▶ [What this task involves] Copy the material word for word, everything from the line containing "Where can the pink building" down to the end of the material.

▶ [Exercise input]
◇ ◇ ◇ ◇ ◇

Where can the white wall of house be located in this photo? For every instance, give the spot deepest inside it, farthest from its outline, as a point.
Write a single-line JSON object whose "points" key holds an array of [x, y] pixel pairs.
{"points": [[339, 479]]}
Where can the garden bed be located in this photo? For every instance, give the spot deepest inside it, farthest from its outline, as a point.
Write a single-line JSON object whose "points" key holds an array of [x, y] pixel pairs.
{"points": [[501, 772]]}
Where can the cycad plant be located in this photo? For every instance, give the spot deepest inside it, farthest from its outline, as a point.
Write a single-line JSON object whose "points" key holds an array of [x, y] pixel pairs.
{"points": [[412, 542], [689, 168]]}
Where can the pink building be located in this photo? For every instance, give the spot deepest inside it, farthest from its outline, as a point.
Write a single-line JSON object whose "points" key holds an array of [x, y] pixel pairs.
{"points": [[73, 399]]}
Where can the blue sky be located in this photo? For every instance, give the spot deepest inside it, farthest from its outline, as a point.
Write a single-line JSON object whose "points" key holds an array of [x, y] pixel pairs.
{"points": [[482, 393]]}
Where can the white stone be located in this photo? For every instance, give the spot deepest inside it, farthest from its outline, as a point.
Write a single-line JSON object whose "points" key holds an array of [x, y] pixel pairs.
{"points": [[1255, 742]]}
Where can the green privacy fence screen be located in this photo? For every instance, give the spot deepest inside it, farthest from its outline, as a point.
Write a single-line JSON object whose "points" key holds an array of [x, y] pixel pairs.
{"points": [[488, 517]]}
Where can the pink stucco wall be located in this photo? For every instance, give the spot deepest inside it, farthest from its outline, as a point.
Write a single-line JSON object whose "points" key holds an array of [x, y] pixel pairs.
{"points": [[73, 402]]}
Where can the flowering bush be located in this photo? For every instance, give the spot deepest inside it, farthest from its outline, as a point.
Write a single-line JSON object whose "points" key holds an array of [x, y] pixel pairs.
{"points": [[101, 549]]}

◇ ◇ ◇ ◇ ◇

▶ [Exercise result]
Where can the pink building be located in this photo? For every instance, give the spot deepest inside it, farthest from its outline, as a point.
Write a single-line JSON object whose "points" key holds an array of [x, y] pixel pairs.
{"points": [[73, 399]]}
Where can the blue sky be located in this photo? For every instance, give the spot deepest inside it, farthest from its outline, as a point.
Write a single-line JSON object whose "points" key holds an array of [x, y] pixel pairs.
{"points": [[482, 393]]}
Where can the white stone be located in this photo? For every instance, give the spot deepest inside it, farthest from its outline, as a point.
Write a single-line JSON object whose "points" key holds an array of [x, y] pixel pairs.
{"points": [[1255, 742]]}
Where can the green privacy fence screen be located in this photo? For every instance, give the spot deepest inside it, farthest from its outline, as a point.
Write a single-line JSON object whose "points" key holds an array of [x, y] pixel pairs.
{"points": [[488, 517]]}
Where can the pink stucco wall be located in this photo? For every instance, give the spot deepest inside it, farthest from its outline, as a point.
Write a single-line JSON object whose "points" key holds an array of [x, y] pixel pairs.
{"points": [[73, 402]]}
Where can the flowering bush be located in this photo? For every instance, give the spot deepest inside it, farthest from its outline, as a point.
Write a single-line JSON object whose "points" key holds an array of [x, y] pixel pairs.
{"points": [[101, 549]]}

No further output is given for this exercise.